== STATED PROBLEM 1 ==
In the issue thread about step counting, after how many calls to training_step does the script stop when max_steps is set to 1000?

== SOURCE ==
-- START --
If this is the intended behavior, it should be reconciled with the trainer's notion of step. Arguments like log_every_n_steps and val_check_interval use a different definition of step.

jkyl commented 1 year ago

I corrected a mistake in the replication script (self.manual_backward versus loss.backward). The output is the same in both cases.

jkyl commented 1 year ago

It should also be noted that the max_steps=1000 argument to the trainer depends on global_step, which you can tell by the fact that the script terminates after 500 calls to training_step, even though max_steps was set to 1000. This is contrary to the definition of step used by log_every_n_steps and val_check_interval.

jkyl commented 1 year ago

The source of this behavior starts with the fact that trainer.global_step refers to the global_step property of training_epoch_loop.

In turn, that property derives its result from the optim_step_progress attribute of the _ManualOptimization loop object, whose total.completed attribute is incremented in _ManualOptimization._on_after_step.

Ultimately, _ManualOptimization._on_after_step is called via all of the LightningOptimizers created by the lightning module here. All optimizers are injected with the method here.

One possible fix would be to inject only one of the optimizers with the total.completed incrementing behavior, rather than all.

jkyl commented 1 year ago

Why this matters:

zhchz commented 1 year ago

+1 met the same thing

jkyl commented 1 year ago

Thought I'd provide a little more detail on my use case since other people have encountered this.

I'm training a GAN with multiple discriminator steps per generator step. My training step looks like this:

def training_step(self, batch, batch_idx):
    if batch_idx % self.n_critic == 0:
        self.update_generator_and_discriminator(batch)
    else:
        self.update_discriminator_only(batch)

This is more efficient than only updating one of the networks each iteration, because it allows one to re-use the generator outputs for the discriminator update. But, it also means that update_generator_and_discriminator makes two calls to optimizer.step.

As a workaround to this bug, I subclassed the trainer, like this:

class MyTrainer(pl.Trainer):

    def __init__(self, *, n_critic: int, **kwargs):
        super().__init__(**kwargs)
        self.n_critic = n_critic

    @property
    def global_step(self) -> int:
        return convert_global_step_to_current_iter(super().global_step, self.n_critic)

And I also implemented the following method:

def convert_global_step_to_current_iter(step: int, nc: int) -> int:
    return int(step * nc / (nc + 1))

This lets my callbacks run at the correct frequency, but is not a general solution. This only applies to the case where every n_critic number of steps, global_step is incremented by 2, and every other step it's incremented by 1.

leng-yue commented 1 year ago

This is a common issue for GAN and we should take a look.
-- END --
== DATA SUPPLIED ==
-- START --
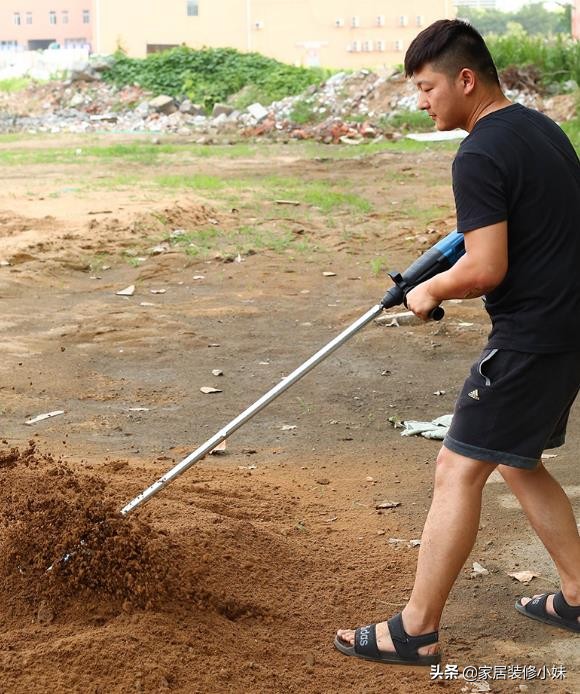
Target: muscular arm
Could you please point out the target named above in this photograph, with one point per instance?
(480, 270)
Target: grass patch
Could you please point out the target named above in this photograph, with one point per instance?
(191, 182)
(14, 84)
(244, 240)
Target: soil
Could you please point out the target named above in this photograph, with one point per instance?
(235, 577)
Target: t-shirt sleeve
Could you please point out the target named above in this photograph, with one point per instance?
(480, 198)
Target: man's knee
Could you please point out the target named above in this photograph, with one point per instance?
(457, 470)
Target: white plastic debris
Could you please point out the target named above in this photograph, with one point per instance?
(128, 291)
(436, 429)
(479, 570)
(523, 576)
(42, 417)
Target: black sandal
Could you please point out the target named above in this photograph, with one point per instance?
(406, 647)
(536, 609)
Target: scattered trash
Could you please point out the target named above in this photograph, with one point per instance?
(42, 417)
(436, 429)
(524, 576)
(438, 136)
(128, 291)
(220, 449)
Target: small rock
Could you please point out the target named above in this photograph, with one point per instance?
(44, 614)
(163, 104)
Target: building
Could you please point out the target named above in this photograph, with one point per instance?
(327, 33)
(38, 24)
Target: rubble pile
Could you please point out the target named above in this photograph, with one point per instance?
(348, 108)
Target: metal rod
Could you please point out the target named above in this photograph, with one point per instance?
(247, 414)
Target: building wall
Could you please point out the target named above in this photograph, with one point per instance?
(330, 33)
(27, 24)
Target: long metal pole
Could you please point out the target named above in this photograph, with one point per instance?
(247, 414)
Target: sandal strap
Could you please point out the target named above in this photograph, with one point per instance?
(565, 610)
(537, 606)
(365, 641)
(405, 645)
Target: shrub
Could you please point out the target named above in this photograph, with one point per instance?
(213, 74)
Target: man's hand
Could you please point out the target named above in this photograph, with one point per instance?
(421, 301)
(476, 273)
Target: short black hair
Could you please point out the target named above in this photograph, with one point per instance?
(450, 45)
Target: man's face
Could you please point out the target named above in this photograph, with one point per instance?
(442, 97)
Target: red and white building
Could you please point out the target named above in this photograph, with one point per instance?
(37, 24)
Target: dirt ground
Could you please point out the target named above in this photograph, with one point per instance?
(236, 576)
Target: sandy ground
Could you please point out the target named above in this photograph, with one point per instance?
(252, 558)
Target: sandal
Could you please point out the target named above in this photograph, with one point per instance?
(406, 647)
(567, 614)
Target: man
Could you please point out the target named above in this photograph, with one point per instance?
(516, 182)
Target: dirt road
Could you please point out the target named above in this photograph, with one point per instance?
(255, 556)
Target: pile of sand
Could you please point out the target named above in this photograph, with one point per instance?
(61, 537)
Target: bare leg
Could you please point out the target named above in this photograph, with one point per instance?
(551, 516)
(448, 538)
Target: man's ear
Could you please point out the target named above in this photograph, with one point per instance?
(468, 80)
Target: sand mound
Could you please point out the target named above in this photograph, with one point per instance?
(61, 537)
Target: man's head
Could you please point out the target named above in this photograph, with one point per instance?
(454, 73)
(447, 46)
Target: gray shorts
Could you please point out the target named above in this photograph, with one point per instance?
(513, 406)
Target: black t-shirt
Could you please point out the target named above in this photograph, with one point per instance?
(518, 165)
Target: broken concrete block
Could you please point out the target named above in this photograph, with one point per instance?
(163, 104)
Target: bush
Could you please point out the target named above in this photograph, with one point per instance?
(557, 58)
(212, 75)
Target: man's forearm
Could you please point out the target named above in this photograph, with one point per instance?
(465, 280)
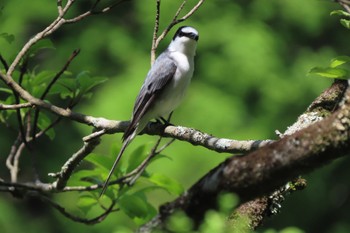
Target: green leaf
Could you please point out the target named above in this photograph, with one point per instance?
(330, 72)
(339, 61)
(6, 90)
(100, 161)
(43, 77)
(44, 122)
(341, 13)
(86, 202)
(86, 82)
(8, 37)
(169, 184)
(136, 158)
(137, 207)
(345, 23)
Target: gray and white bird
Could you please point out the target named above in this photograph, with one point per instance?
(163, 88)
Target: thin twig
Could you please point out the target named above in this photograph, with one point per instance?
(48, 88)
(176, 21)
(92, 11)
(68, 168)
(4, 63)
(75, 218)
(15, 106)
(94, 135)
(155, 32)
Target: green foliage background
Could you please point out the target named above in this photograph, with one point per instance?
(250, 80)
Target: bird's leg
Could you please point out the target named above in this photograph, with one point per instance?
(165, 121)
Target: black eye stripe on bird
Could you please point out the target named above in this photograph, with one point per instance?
-- END --
== STATED PROBLEM 2 ==
Shift the rows by writing them out again, requests included, from the line containing "Target: broken concrete block" through the last row, with -94 added to every point coordinate in the answers. Give only those rows, and leave out the pictures.

== FULL ANSWER 1 ==
500

== FULL ANSWER 2 ==
Target: broken concrete block
Could you please point out the target named above in this photograph, with one point per instance?
(69, 10)
Target: bush
Could you please point out the target named above in this photograph, with one point per instance?
(463, -36)
(118, -19)
Target: man's forearm
Could you please point out the target named above in this photograph, with one point per instance?
(371, 186)
Target: green leaf
Could you please point out the target named above in this photograph, with one point per instance?
(236, -22)
(245, -33)
(-88, -4)
(6, 67)
(-51, -17)
(-50, 28)
(247, -81)
(-8, 108)
(-8, -12)
(-86, -57)
(75, 90)
(42, 64)
(43, 113)
(251, -71)
Target: gray and white bird
Could you please point out the target named above in this photograph, with one point per instance?
(69, -6)
Target: thin twig
Could you please point out the target named above in this photograph, with one point per instance?
(-46, -6)
(82, -73)
(-2, -83)
(-26, 74)
(-90, -31)
(-19, 124)
(-79, 12)
(0, 41)
(61, -62)
Target: green foliage background
Could you please point out the target named above in this photograph, with one point per instance?
(156, -14)
Target: bird's leg
Could you please point out the target named above in this photograph, with one point per instance?
(71, 27)
Target: black eye stripe on bird
Could you please point out the target named above in this photograph, with one point per instance?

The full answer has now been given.